### EXTRAIT
Déjà une trentaine de secondes de totalité écoulées, et en entendant crépiter les appareils photos autour de moi, je pense soudain à mes propres photos. Aveuglément, comme je l'avais prévu, je prends mes séries de trois clichés à l'aide de la fonction "bracketing auto" de mon Canon. Je jette un oeil au viseur une seconde : horreur ! L'éclipse n'est pas du tout centrée, mais légèrement décalée vers la gauche du viseur ! C'est la conséquence d'un trépied sans suivi : à cause de la rotation de la terre, les astres se barrent du champ en quelques minutes !!
Tant pis, pas de le temps de tout repointer. Le soleil est suffisamment dans le champ pour que le rendu soit convenable. Je continue mes photos, le doigt tremblant sur le déclencheur électronique. En vingt secondes, mes photos sont expédiées. Mission réussie, au moins dans le temps. On verra bien le résultat. Je me dirige alors vers mon vieux reflex pour faire les photos d'ambiance. Je prends le premier cliché avec le déclencheur souple, pose de une seconde. Je veux réarmer : paf, ça bloque !! Pas du tout étonné du pépin, tout à fait prévisible dans des circonstances pareilles, je n'insiste pas et laisse tomber les autres clichés. Au moins un de fait, c'est déjà ça. Je me relève, et me retourne à l'opposé de l'éclipse totale. La lumière ambiante est extraordinairement claire. Bien plus que celle d'une nuit de pleine lune. Le temps de jeter un coup d'oeil dans le ciel, d'un bleu profond argenté, et j'aperçois une étoile. Plus tard, je l'identifierai comme Canopus. Du côté de l'éclipse, Jupiter brille dans toute sa splendeur. Et des choeurs africains retentissent au loin. Les grillons, réveillés par cette obscurité inattendue, se mettent à chanter tout naturellement.

### DONNÉES
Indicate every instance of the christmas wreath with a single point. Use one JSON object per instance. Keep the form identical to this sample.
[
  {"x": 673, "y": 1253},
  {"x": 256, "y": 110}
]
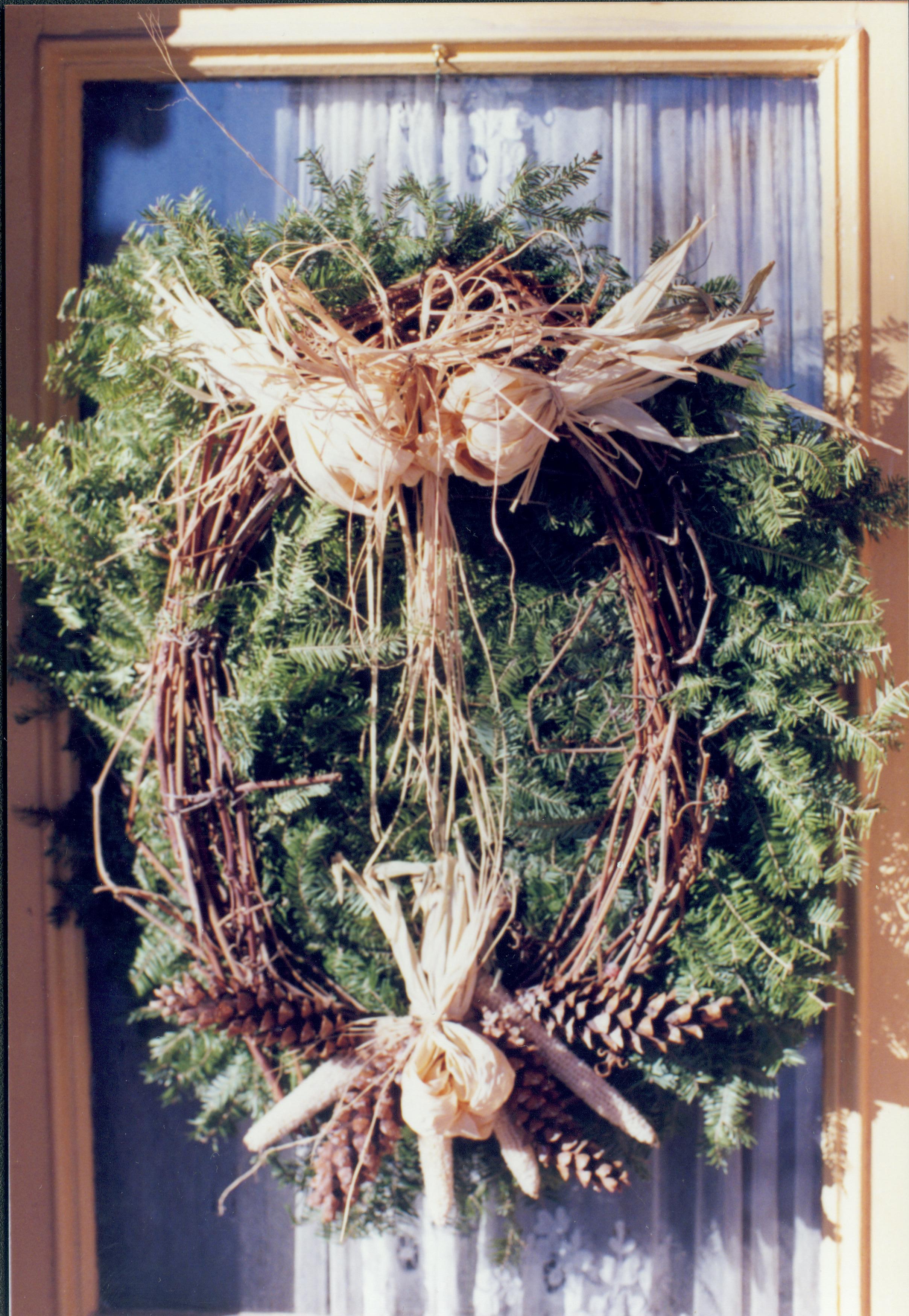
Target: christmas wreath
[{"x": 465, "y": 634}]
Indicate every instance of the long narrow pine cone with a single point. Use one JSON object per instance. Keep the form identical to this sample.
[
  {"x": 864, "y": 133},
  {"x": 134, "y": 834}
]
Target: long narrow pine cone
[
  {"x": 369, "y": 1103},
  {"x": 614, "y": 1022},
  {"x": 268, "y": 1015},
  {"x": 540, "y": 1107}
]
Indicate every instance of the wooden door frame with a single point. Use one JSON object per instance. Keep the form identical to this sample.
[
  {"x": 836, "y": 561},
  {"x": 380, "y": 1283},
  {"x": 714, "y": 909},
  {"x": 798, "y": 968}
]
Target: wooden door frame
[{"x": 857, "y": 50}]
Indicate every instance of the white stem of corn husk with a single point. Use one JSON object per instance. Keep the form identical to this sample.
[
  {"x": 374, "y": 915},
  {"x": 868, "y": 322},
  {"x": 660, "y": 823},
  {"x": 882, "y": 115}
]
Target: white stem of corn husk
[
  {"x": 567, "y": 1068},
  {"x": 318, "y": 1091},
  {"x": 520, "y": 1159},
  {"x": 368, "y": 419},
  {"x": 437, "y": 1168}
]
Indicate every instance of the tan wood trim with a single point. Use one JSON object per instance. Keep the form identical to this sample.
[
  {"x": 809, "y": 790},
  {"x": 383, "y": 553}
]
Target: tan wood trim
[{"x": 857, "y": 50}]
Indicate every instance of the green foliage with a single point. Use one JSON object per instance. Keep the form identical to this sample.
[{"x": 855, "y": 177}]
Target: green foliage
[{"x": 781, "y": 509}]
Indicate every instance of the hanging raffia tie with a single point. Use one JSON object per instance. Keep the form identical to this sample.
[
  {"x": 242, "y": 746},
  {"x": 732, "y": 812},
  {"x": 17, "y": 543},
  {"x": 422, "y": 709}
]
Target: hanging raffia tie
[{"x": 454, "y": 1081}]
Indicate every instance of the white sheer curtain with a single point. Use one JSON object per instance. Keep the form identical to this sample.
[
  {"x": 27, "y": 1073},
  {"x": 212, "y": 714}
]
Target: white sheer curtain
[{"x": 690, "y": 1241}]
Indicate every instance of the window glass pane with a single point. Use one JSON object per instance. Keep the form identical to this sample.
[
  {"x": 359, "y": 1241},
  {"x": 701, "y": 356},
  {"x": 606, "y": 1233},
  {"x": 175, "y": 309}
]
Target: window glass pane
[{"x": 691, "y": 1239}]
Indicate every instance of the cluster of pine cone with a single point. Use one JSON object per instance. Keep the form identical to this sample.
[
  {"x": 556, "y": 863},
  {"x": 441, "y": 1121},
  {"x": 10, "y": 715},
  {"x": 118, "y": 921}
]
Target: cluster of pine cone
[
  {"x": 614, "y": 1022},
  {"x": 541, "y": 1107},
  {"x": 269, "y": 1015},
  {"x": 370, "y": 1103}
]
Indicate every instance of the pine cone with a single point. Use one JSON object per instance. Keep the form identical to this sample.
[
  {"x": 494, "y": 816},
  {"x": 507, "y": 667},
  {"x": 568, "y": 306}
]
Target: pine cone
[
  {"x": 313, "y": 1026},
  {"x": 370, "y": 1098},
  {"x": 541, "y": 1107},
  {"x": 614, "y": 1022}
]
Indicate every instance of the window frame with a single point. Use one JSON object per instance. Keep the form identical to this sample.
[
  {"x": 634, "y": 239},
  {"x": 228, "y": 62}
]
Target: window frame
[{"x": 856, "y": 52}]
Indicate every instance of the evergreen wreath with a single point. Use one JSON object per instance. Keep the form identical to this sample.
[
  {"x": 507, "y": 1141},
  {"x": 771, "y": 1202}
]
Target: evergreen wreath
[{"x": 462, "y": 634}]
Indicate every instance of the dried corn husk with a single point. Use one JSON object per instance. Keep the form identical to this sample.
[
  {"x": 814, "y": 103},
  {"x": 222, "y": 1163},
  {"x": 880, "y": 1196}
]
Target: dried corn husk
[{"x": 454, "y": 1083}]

==

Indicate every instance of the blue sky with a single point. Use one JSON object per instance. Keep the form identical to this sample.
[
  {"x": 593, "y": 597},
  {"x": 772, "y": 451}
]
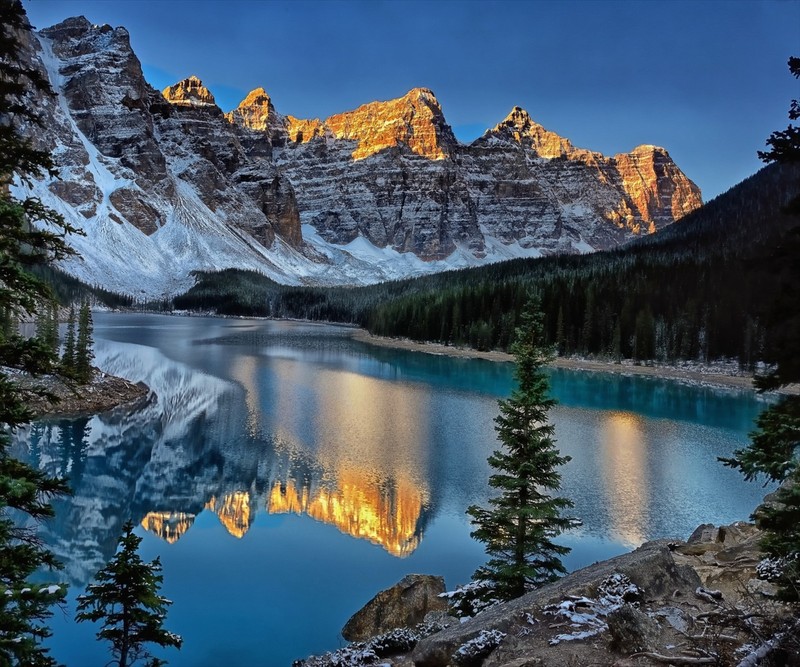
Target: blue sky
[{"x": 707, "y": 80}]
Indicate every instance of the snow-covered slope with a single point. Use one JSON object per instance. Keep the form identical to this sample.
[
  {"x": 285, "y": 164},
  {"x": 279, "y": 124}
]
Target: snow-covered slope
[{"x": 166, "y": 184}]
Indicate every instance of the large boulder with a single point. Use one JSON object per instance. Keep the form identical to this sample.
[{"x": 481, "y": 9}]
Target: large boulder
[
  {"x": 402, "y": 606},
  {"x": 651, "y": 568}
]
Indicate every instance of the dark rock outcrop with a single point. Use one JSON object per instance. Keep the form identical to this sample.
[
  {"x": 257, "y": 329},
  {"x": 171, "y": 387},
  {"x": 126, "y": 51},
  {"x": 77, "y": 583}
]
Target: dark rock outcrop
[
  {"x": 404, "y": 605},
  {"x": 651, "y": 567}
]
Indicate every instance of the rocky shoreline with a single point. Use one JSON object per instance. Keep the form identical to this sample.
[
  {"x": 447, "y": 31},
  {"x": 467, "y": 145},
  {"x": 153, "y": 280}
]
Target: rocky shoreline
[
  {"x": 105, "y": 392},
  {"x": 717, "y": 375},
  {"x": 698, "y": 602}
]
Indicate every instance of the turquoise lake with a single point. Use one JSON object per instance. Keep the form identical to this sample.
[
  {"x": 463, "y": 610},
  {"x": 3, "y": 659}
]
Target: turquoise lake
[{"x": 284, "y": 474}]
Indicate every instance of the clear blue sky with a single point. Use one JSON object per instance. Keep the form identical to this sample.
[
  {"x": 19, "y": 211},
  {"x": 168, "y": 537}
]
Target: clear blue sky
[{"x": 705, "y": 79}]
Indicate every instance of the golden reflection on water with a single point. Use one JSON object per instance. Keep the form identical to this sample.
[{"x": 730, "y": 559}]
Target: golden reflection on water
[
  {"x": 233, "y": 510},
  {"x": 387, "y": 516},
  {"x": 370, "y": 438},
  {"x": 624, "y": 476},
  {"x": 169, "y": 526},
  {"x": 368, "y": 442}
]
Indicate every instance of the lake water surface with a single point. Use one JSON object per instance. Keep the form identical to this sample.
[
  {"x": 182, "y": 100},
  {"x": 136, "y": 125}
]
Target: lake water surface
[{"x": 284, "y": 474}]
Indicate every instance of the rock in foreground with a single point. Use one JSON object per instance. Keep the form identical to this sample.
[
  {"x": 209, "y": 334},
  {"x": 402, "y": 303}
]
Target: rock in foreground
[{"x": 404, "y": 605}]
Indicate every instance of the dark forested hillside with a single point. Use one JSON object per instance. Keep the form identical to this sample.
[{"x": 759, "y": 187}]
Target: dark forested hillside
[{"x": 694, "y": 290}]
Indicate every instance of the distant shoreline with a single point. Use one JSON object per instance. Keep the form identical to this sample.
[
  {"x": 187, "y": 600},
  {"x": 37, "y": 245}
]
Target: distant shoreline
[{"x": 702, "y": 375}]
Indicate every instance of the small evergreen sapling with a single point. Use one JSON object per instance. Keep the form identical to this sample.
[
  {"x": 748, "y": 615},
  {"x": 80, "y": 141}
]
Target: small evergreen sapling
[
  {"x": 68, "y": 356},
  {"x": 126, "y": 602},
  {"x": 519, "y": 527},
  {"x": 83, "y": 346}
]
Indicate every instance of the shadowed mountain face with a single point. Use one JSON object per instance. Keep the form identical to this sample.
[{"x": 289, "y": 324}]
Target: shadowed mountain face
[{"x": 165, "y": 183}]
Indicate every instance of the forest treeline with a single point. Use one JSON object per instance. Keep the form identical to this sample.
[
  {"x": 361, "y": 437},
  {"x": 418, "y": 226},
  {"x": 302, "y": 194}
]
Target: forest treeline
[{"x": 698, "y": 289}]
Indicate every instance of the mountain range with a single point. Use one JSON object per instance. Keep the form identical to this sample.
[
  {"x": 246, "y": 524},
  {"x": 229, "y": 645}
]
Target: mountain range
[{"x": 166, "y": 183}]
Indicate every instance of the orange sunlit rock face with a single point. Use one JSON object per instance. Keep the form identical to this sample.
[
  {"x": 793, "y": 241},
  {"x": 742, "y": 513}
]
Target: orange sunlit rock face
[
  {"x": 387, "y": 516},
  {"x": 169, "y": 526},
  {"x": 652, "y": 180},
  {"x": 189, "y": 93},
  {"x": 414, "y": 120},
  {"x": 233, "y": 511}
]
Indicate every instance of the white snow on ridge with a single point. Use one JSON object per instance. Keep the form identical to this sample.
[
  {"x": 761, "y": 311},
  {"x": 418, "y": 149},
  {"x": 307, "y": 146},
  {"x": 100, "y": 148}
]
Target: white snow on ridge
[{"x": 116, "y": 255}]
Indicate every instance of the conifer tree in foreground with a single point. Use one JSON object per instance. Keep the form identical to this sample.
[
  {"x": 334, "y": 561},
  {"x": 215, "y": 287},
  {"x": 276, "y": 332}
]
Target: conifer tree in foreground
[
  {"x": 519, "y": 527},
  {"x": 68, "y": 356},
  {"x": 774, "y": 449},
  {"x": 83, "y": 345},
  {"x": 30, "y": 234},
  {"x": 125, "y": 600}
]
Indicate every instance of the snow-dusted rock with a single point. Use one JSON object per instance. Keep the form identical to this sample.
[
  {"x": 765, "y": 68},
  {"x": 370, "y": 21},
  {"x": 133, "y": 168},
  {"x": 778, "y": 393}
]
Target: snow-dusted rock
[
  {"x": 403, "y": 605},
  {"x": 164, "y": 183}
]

### CONSIGNE 1
Dans le récit de l'éclipse, quelle fonction du Canon sert à prendre les séries de trois clichés ?
### CONSIGNE 2
Recopiez le passage du récit de l'éclipse qui va de « Déjà une trentaine » à « quelques minutes !! ».

### RÉPONSE FINALE 1
La fonction « bracketing auto ».

### RÉPONSE FINALE 2
Déjà une trentaine de secondes de totalité écoulées, et en entendant crépiter les appareils photos autour de moi, je pense soudain à mes propres photos. Aveuglément, comme je l'avais prévu, je prends mes séries de trois clichés à l'aide de la fonction "bracketing auto" de mon Canon. Je jette un oeil au viseur une seconde : horreur ! L'éclipse n'est pas du tout centrée, mais légèrement décalée vers la gauche du viseur ! C'est la conséquence d'un trépied sans suivi : à cause de la rotation de la terre, les astres se barrent du champ en quelques minutes !!